**Material for the task:**
..............................
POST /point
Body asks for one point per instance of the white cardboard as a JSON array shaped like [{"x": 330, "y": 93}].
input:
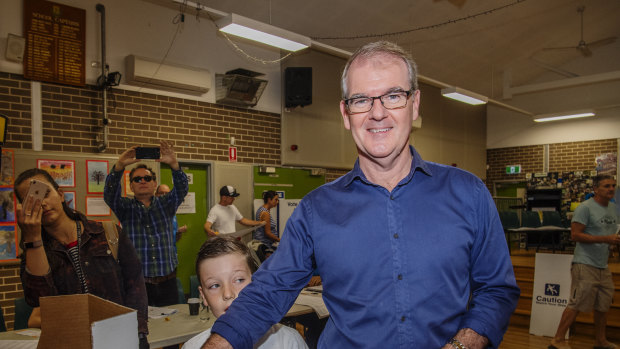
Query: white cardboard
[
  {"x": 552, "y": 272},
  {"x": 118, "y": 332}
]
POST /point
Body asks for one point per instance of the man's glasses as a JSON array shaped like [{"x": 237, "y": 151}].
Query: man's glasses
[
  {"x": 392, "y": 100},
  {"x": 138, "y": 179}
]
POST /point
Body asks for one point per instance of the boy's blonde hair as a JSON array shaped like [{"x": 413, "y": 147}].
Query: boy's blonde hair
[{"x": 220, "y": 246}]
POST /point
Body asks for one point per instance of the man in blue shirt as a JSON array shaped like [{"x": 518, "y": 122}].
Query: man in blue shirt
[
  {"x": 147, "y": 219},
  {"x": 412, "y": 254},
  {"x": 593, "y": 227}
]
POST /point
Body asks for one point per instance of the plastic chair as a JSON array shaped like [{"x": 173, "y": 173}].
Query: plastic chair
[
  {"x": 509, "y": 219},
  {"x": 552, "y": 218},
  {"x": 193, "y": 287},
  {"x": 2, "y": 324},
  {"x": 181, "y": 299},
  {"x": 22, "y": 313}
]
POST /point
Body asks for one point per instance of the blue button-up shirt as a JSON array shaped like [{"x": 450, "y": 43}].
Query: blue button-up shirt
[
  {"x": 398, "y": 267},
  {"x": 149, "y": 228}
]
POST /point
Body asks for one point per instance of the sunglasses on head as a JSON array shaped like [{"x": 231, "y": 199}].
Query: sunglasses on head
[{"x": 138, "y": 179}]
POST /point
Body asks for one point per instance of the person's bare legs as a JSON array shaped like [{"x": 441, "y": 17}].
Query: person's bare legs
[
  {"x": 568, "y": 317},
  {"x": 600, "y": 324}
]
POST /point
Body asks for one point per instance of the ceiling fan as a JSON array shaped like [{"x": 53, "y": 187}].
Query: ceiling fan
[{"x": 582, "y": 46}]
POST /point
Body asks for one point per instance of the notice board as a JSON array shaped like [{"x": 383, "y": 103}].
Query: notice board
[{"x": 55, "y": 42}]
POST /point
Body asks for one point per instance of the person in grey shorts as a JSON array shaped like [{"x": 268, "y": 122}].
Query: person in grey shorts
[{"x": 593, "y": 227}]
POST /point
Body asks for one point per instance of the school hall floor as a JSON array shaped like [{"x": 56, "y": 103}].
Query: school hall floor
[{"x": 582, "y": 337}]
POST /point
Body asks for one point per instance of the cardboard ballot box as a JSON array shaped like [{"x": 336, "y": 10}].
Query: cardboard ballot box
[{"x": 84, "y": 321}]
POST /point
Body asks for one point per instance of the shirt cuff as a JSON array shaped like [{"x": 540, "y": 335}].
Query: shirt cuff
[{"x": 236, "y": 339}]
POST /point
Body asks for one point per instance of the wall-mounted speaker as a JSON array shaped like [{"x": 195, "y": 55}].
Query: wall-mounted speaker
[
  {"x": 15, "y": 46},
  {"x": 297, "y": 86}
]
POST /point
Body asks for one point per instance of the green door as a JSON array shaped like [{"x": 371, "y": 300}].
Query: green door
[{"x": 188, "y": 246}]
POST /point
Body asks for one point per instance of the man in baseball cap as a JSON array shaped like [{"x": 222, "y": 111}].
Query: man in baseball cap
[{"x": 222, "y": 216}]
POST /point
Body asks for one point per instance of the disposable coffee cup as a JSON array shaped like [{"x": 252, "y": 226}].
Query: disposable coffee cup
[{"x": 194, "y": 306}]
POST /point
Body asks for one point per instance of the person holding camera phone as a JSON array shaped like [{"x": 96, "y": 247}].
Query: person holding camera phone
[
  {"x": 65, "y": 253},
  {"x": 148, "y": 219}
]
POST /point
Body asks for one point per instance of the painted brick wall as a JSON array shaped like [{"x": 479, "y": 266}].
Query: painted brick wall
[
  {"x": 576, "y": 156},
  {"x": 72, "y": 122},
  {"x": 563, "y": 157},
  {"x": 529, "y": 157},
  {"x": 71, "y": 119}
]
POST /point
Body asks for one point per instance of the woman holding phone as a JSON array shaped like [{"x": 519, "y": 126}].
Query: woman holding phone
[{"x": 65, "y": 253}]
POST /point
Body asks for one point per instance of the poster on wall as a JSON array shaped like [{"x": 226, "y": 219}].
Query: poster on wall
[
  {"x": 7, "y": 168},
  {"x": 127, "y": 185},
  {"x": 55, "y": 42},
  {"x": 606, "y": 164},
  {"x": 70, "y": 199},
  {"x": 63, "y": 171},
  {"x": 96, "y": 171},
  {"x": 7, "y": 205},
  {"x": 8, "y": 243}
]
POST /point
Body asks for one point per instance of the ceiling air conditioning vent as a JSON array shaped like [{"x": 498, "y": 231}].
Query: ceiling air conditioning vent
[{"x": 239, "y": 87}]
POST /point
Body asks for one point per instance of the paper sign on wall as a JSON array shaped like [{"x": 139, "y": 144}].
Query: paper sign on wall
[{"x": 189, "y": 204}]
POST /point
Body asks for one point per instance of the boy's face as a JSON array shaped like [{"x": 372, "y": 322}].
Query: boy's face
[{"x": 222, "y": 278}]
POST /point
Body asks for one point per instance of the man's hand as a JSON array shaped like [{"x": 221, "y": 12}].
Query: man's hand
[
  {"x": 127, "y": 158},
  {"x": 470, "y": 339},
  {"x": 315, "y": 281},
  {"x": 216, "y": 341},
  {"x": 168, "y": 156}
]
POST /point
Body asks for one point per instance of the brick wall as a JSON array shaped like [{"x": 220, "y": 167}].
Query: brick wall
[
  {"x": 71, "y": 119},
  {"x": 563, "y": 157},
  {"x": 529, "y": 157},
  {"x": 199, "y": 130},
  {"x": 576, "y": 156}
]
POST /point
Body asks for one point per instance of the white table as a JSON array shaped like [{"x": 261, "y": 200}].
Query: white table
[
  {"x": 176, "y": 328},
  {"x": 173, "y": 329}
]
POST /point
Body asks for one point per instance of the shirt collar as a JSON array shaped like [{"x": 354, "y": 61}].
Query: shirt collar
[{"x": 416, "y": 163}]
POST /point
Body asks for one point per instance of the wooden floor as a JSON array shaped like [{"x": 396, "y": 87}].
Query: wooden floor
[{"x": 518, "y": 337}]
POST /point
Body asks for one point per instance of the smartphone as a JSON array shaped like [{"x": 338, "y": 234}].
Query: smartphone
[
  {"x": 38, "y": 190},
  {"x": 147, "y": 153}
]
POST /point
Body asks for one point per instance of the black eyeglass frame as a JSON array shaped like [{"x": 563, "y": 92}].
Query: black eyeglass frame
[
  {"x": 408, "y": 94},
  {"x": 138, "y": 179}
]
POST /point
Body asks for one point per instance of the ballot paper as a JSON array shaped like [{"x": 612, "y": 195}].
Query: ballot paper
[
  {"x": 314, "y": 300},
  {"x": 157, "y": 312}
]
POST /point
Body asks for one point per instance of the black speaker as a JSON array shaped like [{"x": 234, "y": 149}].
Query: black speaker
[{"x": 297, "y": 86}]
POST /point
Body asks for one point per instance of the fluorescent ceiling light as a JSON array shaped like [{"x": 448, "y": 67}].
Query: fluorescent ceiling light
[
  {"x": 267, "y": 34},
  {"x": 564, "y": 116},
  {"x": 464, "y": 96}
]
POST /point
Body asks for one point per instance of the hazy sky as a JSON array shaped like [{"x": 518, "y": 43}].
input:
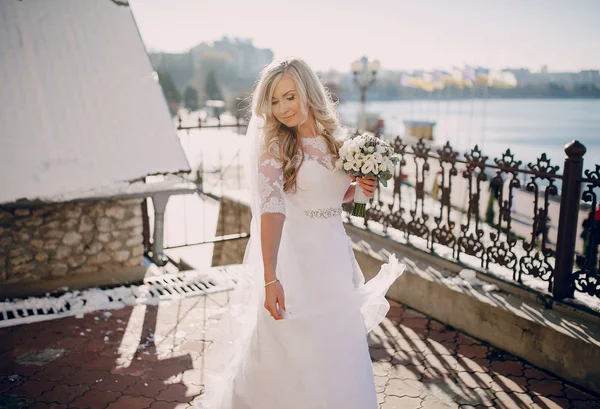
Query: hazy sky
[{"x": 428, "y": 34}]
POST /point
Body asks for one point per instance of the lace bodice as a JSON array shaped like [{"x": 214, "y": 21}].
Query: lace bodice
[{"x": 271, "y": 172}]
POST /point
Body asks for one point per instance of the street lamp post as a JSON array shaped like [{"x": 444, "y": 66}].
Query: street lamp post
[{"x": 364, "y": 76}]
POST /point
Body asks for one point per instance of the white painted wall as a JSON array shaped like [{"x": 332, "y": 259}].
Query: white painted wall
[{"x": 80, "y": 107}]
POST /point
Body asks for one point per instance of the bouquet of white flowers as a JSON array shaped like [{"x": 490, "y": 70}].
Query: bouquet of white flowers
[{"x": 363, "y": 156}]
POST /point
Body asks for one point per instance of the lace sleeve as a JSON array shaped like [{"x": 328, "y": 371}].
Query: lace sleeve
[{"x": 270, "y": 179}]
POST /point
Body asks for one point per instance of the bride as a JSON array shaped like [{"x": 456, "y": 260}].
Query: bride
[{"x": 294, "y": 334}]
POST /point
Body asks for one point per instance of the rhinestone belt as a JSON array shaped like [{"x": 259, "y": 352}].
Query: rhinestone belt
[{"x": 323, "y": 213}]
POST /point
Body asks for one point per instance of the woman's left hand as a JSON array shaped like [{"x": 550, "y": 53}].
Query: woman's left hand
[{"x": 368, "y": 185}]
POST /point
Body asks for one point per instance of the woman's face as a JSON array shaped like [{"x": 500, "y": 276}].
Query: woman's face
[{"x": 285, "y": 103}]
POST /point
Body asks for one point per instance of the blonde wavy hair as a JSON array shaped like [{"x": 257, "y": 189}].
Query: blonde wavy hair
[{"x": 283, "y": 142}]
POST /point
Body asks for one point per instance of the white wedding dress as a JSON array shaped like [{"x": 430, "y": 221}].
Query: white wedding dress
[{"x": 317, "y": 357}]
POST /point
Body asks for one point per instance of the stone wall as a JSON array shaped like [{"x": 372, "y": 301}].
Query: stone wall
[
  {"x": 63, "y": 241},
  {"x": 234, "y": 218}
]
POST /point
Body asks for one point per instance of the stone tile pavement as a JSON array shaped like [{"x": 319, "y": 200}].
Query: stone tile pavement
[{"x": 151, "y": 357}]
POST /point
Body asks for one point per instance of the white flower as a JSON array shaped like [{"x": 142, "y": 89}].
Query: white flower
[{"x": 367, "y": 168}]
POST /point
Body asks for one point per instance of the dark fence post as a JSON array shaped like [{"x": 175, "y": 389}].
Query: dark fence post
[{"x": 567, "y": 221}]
..............................
Gather every line of the records that contains the string "light". Treat uppercase and lowercase letters as different.

Body asks for one point per instance of the fluorescent ceiling light as a JSON array shaped like [{"x": 448, "y": 67}].
Query: fluorescent ceiling light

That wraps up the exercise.